___ Exercise inputs

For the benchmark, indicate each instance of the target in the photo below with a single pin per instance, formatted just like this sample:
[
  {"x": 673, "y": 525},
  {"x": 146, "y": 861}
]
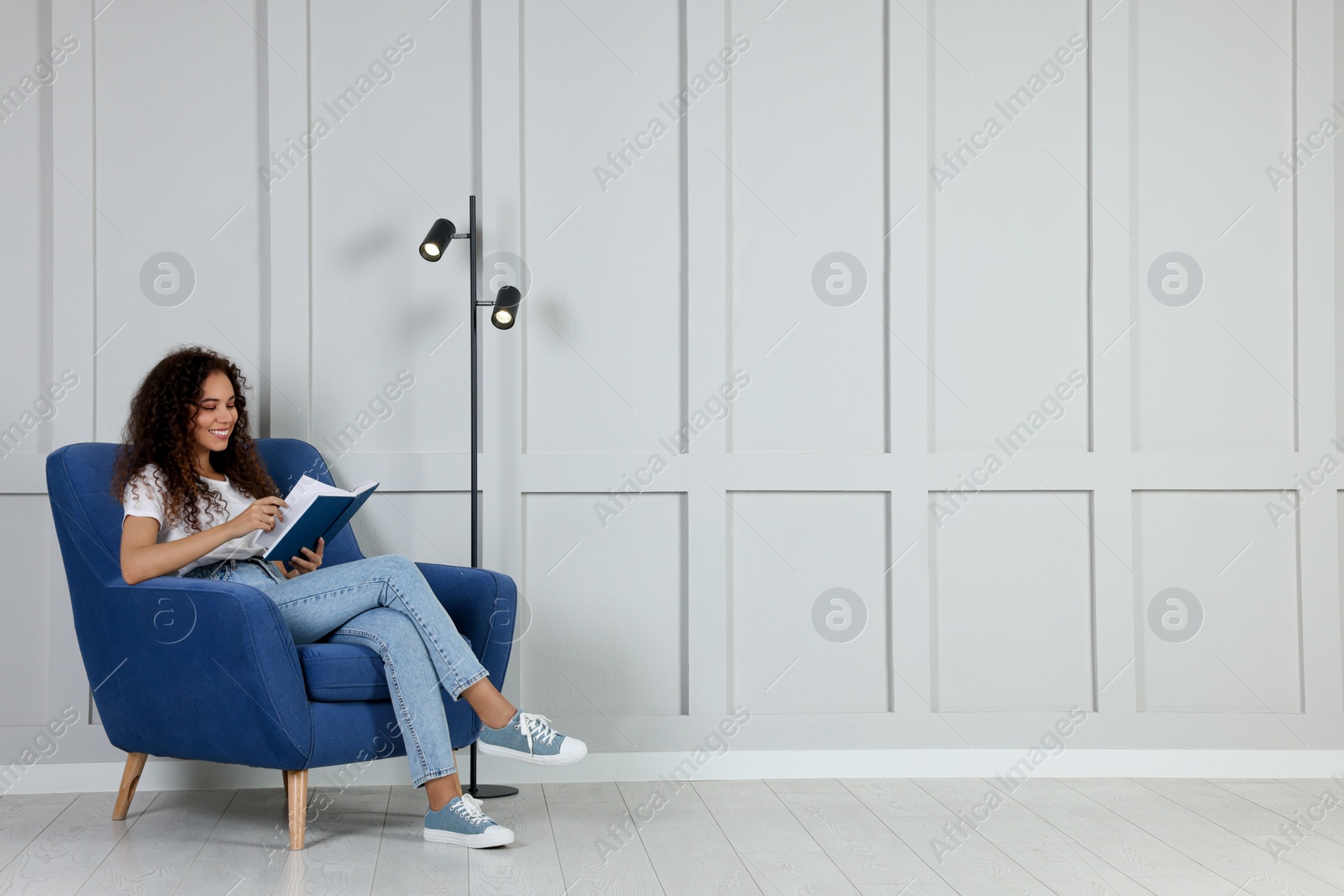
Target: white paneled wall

______

- _Work instructions_: Return every item above word for word, leaving out the pictures.

- _The reply_:
For the benchmark, indicate each instance of the target in the photo below with a single pin per instance, formatted just like this sample:
[
  {"x": 673, "y": 525},
  {"x": 146, "y": 861}
]
Target: white paneled wall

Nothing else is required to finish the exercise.